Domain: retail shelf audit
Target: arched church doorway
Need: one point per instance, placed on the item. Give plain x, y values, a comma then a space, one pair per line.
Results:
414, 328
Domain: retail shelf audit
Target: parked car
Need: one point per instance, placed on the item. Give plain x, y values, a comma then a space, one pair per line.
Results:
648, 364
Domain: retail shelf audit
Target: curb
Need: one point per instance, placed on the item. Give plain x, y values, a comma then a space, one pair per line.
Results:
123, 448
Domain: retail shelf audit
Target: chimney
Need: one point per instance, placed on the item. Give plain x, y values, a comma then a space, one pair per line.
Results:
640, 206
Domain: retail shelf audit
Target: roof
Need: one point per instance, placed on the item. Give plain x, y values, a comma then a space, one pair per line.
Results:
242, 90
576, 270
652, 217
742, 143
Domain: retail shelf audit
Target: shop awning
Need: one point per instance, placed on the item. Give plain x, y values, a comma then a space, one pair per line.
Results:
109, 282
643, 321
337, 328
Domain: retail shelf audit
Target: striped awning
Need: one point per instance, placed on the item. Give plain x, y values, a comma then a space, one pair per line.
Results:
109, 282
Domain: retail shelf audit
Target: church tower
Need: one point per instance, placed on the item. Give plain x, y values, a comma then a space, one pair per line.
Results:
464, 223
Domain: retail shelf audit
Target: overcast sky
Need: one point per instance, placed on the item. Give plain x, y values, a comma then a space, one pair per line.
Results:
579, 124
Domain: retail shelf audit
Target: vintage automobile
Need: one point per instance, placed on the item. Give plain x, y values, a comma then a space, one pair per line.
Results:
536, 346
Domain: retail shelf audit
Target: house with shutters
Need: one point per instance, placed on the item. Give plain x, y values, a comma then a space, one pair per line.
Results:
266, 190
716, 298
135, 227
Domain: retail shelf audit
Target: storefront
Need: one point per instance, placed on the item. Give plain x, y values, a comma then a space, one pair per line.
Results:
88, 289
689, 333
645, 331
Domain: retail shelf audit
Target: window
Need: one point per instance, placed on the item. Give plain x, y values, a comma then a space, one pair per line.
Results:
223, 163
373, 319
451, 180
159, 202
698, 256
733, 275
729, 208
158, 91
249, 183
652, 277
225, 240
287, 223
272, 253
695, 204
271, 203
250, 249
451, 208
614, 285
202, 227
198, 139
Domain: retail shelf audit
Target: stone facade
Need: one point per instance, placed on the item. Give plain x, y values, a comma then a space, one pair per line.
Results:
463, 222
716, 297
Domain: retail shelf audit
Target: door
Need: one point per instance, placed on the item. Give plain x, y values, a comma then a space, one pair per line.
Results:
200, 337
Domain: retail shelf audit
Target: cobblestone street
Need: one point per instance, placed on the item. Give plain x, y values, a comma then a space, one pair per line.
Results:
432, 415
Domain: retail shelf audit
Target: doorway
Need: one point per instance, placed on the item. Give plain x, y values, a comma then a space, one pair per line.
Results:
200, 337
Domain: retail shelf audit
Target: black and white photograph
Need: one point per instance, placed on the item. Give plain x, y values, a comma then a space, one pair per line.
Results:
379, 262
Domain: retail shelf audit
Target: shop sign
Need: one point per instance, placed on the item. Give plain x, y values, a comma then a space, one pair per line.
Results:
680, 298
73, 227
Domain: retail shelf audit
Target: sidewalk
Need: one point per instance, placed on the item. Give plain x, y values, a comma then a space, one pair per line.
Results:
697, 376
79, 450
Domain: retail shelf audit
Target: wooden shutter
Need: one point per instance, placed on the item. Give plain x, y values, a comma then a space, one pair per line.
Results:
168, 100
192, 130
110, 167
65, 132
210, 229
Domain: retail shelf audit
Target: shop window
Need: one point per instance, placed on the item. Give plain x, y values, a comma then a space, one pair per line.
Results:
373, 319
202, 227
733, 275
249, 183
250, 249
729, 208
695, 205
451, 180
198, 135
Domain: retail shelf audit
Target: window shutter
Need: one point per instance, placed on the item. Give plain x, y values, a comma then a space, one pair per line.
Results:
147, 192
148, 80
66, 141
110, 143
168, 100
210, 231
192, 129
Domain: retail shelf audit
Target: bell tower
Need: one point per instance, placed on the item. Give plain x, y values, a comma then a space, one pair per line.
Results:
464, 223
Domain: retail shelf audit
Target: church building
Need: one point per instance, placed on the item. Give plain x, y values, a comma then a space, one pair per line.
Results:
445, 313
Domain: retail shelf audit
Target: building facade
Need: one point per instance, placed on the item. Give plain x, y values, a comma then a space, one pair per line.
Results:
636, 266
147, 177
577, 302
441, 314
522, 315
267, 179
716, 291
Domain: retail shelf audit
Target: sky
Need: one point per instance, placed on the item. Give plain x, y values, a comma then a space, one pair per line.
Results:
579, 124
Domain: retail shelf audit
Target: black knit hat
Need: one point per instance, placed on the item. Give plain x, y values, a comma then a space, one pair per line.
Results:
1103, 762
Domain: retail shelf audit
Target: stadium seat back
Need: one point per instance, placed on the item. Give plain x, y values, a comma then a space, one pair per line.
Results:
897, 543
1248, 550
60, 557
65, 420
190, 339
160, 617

===============

Copy out the whole listing exactly.

- **RESULT OF THIS EXERCISE**:
Domain: retail shelf audit
Target: arched church doorway
Need: one point per instance, placed on the item. Give plain x, y values, a comma then a space, one pair per line.
Results:
414, 328
Domain: retail shelf audit
Target: parked car
Need: one point per instance, placed on the item. Give plain x, y values, a comma then a space, one pair per line.
Results:
648, 364
Domain: retail shelf audit
Target: curb
Need: one point per instance, placed on the item. Give plain x, y values, a comma then a space, one pair per line.
Results:
123, 448
Domain: retail shelf audit
Target: chimney
Need: one point per instance, placed on the item. Give plain x, y values, a comma then a space, one pair per line.
Results:
640, 206
Domain: retail shelf audit
Target: roof
Need: one point per instance, placed on the item. Give plain x, y values, a comma then a space, one pair per line.
Results:
242, 90
576, 270
652, 217
742, 143
Domain: retail shelf audit
Target: shop awning
Need: one point per instance, placed on the item. Give plain x, y values, a comma then a space, one pair per line.
Results:
109, 282
643, 321
337, 328
Domain: retail shelf audit
Target: striped awning
Need: one point per instance, placed on the item. Give plain x, y values, a comma then a space, one pair per line.
Results:
109, 282
Domain: retail shelf audit
Target: church tower
Need: one point per instance, placed on the item. Give plain x, y values, a comma then a space, one pair per line.
Results:
464, 223
Domain: retail shelf audit
Target: overcast sky
Need: one point per instance, placed on the item. Give plain x, y values, a comma then a space, one pair per line.
Results:
579, 124
Domain: retail shelf audit
Target: vintage automobile
Need: one point per instance, placed on the item. Give plain x, y values, a comma then a space, one pair per line.
Results:
536, 346
Domain: retail shelf audit
Target: house with shutters
Need: one point per instance, placed on the item. Give plain x, y values, a comma then a space, one pair per line.
Results:
266, 190
716, 298
135, 227
Domain: retail shelf audit
Target: storefront
Need: one point per instance, placed on the item. Give plain x, y values, a comma then a space, one pair per line.
Results:
88, 289
689, 333
645, 331
Domain: retail shelf audit
Target: window
Need: one point per instance, placed on the item. Give plain x, y values, a comma then a space, one pair per line.
Results:
223, 163
373, 319
451, 180
159, 202
698, 256
733, 275
729, 208
158, 91
249, 183
652, 277
225, 240
287, 223
272, 253
695, 204
271, 203
250, 249
451, 208
614, 285
202, 227
198, 139
Domain: retail shelf audit
Target: stone facade
Need: one point per instance, placed on the item. Give plain x, y values, a comma then a space, one pair per line.
Results:
463, 222
716, 297
Domain: retail shelf audit
Target: door
Need: one point per instance, placed on the item. Give plain x, y values, a comma then a space, one pair per line.
Results:
200, 337
Domain: retail shelf audit
Target: cobblestone street
Need: one point per instance, placed on the item. Give plain x, y values, a comma then a space, one pair per line.
Results:
432, 415
Domain: retail shelf audit
Target: doorway
Need: one point per instance, placed on the item. Give plain x, y values, a comma then a space, one pair per line.
Results:
200, 337
Domain: retail shelf audit
Target: black and white photograph
Need: one point per instance, placed on the item. Give plain x, y values, a comma then a space, one pair per line.
Results:
379, 262
Domain: retail shelf audit
Target: shop sign
Need: one point per instance, placed on the item. Give plain x, y values, a comma then a space, one pair per line.
Results:
680, 298
73, 227
Domain: retail shelf audit
Target: sidewalk
Need: one point per instance, placed on the item. Give plain x, y values, a comma then a space, one pair per line.
Results:
697, 376
79, 450
Domain: retail shelf audit
Target: wooden shutter
Need: one point per instance, placed on the item. Give plain x, y values, a comma then a space, one pair per line.
Results:
168, 100
192, 130
110, 167
65, 132
210, 229
Domain: retail shelf audit
Target: shop window
Need: one point per instance, placed on the item. Give plain x, y values, a comma then a space, one pair per line.
Results:
373, 319
202, 227
733, 275
249, 183
250, 249
729, 208
695, 205
451, 180
198, 135
Domain: retail shelf audit
Target: window shutter
Need: one point per instance, placed on the item. Give plain x, y values, a comma then a space, one pair per line.
Results:
147, 192
148, 80
66, 141
110, 143
168, 100
210, 231
192, 129
Domain: retail shelf audit
Target: bell tower
Need: one point per instance, placed on the item. Give plain x, y values, a comma then a space, one pair per line.
Results:
464, 223
Domain: retail shelf audit
Target: church building
Need: one point per instance, placed on the item. Give plain x, y values, a comma then a space, one pair per line.
Results:
445, 313
Domain: retail shelf audit
Target: building facade
Need: one point per instance, placed on the item. Give plain x, y values, a comma then a space, one pair per line.
Results:
636, 266
147, 177
577, 302
441, 314
522, 315
267, 179
716, 291
Domain: retail shelf audit
Target: sky
Need: one point per instance, placed on the item. Give plain x, y values, a comma then a space, one pair per line.
Results:
579, 124
Domain: retail shelf audit
Target: black knit hat
Need: one point per instance, placed on the item. Give plain x, y values, a comma then a space, one pair per line.
Results:
1103, 762
Domain: retail shelf audit
Target: stadium seat back
Need: one point per instance, placed on the item. Give plain x, y values, a comma then a space, one pair per line.
Results:
897, 543
1248, 550
60, 557
65, 420
190, 339
160, 617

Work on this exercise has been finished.